Your instructions – What you give back must match the records below exactly, apart from the pictures, which are omitted.

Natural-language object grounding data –
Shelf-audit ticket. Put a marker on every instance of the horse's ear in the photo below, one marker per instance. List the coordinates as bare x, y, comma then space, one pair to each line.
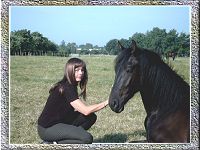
134, 46
120, 45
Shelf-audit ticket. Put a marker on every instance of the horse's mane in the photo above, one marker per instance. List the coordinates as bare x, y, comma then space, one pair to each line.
168, 88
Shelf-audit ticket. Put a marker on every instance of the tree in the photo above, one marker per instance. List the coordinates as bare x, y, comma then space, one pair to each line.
112, 47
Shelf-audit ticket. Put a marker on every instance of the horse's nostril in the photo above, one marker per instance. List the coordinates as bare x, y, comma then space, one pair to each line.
114, 104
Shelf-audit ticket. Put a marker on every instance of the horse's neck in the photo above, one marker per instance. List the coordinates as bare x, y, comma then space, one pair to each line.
148, 101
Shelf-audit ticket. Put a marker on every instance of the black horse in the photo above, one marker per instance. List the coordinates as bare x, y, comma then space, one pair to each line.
170, 54
165, 95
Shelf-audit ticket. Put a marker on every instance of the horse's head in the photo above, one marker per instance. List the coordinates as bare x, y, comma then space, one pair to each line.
126, 82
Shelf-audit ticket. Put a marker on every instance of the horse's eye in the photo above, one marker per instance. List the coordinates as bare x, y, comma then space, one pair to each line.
129, 69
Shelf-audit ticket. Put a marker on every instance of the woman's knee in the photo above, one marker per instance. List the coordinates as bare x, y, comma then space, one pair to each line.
93, 117
87, 138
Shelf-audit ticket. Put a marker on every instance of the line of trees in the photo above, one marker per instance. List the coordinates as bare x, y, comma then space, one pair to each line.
157, 40
23, 42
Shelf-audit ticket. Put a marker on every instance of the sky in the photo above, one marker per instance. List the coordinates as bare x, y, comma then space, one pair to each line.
97, 24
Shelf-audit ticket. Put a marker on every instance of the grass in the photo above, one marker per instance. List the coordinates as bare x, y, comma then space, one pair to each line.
31, 78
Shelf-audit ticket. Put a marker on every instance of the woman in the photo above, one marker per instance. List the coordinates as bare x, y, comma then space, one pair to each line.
65, 118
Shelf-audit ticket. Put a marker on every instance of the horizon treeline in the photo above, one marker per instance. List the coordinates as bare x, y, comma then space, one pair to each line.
25, 42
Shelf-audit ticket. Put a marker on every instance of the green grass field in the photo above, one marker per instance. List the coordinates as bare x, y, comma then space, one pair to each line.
30, 80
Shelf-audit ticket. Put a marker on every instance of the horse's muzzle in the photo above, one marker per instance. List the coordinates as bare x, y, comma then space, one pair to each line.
114, 105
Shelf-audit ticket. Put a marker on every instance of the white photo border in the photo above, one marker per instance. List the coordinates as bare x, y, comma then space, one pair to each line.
194, 68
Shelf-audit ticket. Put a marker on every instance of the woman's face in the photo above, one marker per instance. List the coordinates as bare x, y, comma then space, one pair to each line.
79, 73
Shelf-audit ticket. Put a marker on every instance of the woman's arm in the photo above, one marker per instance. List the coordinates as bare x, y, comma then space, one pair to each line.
86, 110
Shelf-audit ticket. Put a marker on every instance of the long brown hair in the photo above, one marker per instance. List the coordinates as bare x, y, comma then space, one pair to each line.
69, 75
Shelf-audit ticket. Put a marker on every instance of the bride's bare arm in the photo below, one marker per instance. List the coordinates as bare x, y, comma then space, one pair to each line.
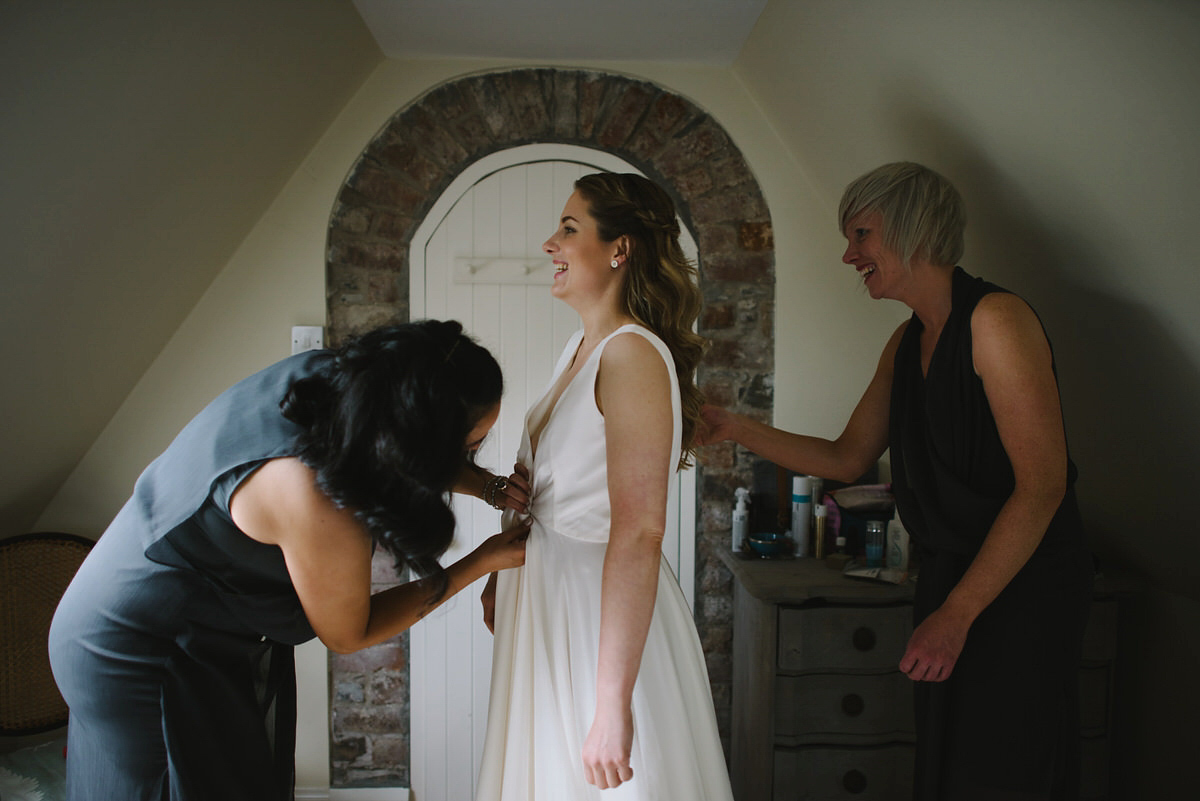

Solution below –
Shelf-audit ticket. Put a marker on every instance of the horse's ear in the photo below, one marker per instance. List the coordinates as bare x, y, comma then space, one pair to each line.
134, 46
120, 45
Shelf-audit ticket. Put a marker on every instance of the horse's mane in the photo above, one marker per instance. List the coordinates as bare x, y, comma then space, one pair to each line.
168, 88
Shelf-audit ticket. Put a marker on every instance of the tree in the photo above, one marker per instance. List the coordinates as bare x, y, comma then space, one pair to each line.
112, 47
Shelf-audit ticket. Put a marker on every instance of the horse's nostril in the photo above, one marker per instance. List the coordinates as bare x, y, comma then space, one pair to each line.
114, 104
Shelf-audit ticket. Put a marker on every instance of the horse's neck in the photo above, one marker per instance. List the coordinates as bare x, y, comma then space, one pair to each line.
148, 101
Shelf-audit ticket. Put a marker on every instance of the black horse in the photo above, one marker per instance. List the coordinates as bare x, y, comma then space, one pair to each line.
170, 54
165, 95
Shelf-audit ticket. Put a marker on every instance of the horse's head in the photo above, one marker per instance. List the coordinates as bare x, y, comma then space, one pair to each line.
126, 82
Shelf-audit ticket. Put a marker on every instance of the horse's eye in the photo above, one marker per instance. List the coordinates as bare x, y, comma then space, one pair to each line.
129, 69
Shelf-audit ticket. Put a marker on every instance of the woman's knee in the photo above, one marker per instance. List the coordinates as bare x, y, comma then space, one pair to each line.
93, 117
87, 138
Shelf-audit ticket. Put a marker on every instance of the line of trees in the photo above, one marker per instance. List the coordinates as bare x, y, comma then space, one pair to each line.
157, 40
23, 42
Shelf-audit ticket. Put a marker on every instance of the sky in the photo above, one marker per instance. List the coordinates as bare x, y, comma then space, one pair to each line.
97, 24
Shelf-audit ticket. Put a marker on every instance of the grass in the photo above, one marker per instance. List the coordinates as bare x, y, comma then space, one pair to each line.
31, 78
Shelf-audit ticket. Put a marker on every instance of the woman in the photo above, one marker per instance. List the coordinates as bare x, y, comma then space, one pair to each line.
65, 118
Shelf-audit ticket. Put a marker on every instance of the horizon treeline in the photo above, one marker per instance. List the coordinates as bare x, y, comma then space, one pair to each line.
25, 42
Shelf-audit ticket. Put a marker on every instance of the green grass field in the photo above, one marker per instance. List the coordinates as bare x, y, comma then space, one pair to each line.
30, 80
Shelf-audit ticket. Put a marker on every instance of the horse's muzzle in the photo above, one marker per instance. List the coordinates as bare x, y, comma then space, one pair to each line.
114, 105
Shelf-audit ticket. Put a marker on every instance of the white photo border in the photo above, one marker per instance. List the coordinates as bare x, y, comma then space, one pair to each line.
194, 68
Shelf-audit ticket. Put a marker on every instance of the woman's face in the photo above, one marker per instance. List the coordinates as bare x, y, comma then space, one pair to each line.
79, 73
Shelf-audit ticket. Put a marker on every instance of the woman's arm in the photo above, one marker per instance. List the coordinates as bare x, y, comma then space, one pair to each line.
86, 110
Shelf-audit ticket. Put a marker on every instance of the long brown hair in the photo above, one marker per instance. List the coordinates as bare x, y, comma then space, one pair to each line.
69, 75
Shelf-audit ticket. Put a marker on every instance of the bride's bare arm in the photo below, one marker per instance. List the coordinates as bare x, y, comma then space, one pair to each line.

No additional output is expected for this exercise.